→ Zu erledigende Aufgabe:
Tausche im Lesetext „Datenraum“ gegen „Cloud-Speicher“ aus und gib den so geänderten Abschnitt wieder. Setze bei den Worten „Um Online-Rechtsdienstleistungen in“ ein und höre nach „einen Datenraum hochgeladen.“ auf.

Um Online-Rechtsdienstleistungen in Anspruch zu nehmen, benötigen unsere Klientinnen und Klienten einen Laptop oder PC mit Kamera, Mikrofon, Lautsprecher und stabiler Internetverbindung. Sollen auch Urkunden unterschrieben werden, dann muss die Partei über eine elektronische Handysignatur verfügen und vorab einen Online-Identifikationsprozess durchlaufen. Bei diesem Online-Identifikationsprozess wird jede Person mit den Fotos auf ihren amtlichen Lichtbildausweisen abgeglichen. Darüber hinaus werden wichtige Daten abgefragt und Wasserzeichen des Ausweises überprüft. Dieser gesamte Prozess wird als Video aufgezeichnet und in einen Datenraum hochgeladen.

→ Einträge:

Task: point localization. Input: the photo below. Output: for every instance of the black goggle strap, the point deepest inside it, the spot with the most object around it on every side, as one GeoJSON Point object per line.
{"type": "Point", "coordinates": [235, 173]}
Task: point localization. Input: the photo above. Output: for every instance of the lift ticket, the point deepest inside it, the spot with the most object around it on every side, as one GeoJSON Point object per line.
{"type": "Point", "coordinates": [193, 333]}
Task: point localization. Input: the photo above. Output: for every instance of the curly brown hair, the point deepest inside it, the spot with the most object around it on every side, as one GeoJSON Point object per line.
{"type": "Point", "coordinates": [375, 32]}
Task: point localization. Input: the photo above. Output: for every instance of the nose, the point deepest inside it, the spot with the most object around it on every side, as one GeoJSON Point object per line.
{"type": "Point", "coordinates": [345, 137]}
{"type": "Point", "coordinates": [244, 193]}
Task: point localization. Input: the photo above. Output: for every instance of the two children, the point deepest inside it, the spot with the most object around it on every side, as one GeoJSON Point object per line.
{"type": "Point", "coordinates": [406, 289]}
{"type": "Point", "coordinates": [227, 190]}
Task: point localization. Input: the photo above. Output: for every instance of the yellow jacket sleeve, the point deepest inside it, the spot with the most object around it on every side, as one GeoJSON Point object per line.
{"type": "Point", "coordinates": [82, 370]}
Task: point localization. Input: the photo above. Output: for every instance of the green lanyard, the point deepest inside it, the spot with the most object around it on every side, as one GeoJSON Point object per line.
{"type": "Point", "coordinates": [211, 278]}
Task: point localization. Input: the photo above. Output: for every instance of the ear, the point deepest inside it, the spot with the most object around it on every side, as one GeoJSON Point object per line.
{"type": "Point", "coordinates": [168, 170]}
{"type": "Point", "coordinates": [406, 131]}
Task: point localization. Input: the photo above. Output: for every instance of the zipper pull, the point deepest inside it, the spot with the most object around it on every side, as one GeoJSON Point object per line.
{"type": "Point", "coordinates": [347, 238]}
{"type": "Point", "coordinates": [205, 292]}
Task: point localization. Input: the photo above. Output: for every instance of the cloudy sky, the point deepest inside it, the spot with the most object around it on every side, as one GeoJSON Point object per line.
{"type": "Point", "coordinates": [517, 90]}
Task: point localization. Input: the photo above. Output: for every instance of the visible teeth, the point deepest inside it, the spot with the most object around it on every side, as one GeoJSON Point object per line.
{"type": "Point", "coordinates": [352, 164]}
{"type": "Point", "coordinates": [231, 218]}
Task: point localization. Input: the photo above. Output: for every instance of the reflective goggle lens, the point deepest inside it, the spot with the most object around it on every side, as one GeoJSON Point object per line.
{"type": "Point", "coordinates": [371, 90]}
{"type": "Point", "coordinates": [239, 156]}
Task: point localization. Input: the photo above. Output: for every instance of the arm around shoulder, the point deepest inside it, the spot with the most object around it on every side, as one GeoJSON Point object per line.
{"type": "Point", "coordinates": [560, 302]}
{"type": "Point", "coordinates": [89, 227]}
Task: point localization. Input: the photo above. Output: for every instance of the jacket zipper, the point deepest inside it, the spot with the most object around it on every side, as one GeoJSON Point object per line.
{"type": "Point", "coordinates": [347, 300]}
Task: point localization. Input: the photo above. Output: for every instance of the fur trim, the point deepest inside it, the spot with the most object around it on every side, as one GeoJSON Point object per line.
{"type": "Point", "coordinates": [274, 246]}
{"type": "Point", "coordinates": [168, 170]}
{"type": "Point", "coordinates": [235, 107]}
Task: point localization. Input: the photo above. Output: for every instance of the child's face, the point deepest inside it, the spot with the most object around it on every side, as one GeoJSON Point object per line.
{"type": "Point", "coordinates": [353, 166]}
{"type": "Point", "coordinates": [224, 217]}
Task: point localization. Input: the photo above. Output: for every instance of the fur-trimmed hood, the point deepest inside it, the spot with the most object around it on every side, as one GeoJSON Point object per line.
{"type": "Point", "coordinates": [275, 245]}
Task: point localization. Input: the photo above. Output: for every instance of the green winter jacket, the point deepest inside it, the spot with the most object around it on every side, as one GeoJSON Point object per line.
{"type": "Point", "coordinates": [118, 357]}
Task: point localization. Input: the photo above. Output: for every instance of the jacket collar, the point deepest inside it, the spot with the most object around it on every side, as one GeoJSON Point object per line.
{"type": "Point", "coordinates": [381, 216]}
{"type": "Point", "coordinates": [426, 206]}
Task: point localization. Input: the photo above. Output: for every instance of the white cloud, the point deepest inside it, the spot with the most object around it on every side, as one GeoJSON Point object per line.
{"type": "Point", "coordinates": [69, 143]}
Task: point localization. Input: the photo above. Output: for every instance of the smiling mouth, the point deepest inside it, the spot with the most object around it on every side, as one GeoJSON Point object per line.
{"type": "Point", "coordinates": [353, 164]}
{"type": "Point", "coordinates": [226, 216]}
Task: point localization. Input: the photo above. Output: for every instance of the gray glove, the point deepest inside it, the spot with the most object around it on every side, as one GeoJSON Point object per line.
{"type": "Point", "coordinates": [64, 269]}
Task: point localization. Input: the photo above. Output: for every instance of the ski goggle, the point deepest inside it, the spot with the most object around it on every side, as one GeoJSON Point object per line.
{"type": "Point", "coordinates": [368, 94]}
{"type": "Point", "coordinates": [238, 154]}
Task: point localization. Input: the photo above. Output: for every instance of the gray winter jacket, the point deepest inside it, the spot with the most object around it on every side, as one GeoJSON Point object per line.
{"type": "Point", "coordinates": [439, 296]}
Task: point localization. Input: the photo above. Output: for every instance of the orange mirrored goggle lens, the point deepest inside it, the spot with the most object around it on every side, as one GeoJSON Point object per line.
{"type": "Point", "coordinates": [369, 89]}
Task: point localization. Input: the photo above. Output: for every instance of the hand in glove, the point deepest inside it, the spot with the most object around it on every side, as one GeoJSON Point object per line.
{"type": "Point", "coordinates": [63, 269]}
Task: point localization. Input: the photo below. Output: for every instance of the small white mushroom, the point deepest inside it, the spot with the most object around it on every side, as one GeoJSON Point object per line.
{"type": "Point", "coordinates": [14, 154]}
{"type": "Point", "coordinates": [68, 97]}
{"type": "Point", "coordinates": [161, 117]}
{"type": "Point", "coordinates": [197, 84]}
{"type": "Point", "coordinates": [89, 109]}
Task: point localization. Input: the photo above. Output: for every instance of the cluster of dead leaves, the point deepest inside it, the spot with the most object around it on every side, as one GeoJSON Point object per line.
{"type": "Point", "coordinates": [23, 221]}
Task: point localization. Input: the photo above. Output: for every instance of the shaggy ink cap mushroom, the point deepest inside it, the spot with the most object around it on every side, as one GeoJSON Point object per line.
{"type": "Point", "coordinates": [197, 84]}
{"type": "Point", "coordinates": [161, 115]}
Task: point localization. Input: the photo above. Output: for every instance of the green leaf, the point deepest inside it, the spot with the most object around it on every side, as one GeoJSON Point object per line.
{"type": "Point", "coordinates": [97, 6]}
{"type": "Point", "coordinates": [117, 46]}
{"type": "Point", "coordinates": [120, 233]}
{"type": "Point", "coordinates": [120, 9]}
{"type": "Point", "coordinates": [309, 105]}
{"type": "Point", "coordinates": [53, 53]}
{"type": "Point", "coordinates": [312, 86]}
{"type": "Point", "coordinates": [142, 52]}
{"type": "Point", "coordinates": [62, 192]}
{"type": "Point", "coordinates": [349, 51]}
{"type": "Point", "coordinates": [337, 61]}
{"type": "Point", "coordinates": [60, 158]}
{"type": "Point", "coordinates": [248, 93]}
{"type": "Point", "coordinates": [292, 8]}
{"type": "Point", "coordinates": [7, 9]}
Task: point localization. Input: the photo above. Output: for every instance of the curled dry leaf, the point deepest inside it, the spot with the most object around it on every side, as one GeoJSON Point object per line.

→ Schriftliche Lösung:
Um Online-Rechtsdienstleistungen in Anspruch zu nehmen, benötigen unsere Klientinnen und Klienten einen Laptop oder PC mit Kamera, Mikrofon, Lautsprecher und stabiler Internetverbindung. Sollen auch Urkunden unterschrieben werden, dann muss die Partei über eine elektronische Handysignatur verfügen und vorab einen Online-Identifikationsprozess durchlaufen. Bei diesem Online-Identifikationsprozess wird jede Person mit den Fotos auf ihren amtlichen Lichtbildausweisen abgeglichen. Darüber hinaus werden wichtige Daten abgefragt und Wasserzeichen des Ausweises überprüft. Dieser gesamte Prozess wird als Video aufgezeichnet und in einen Cloud-Speicher hochgeladen.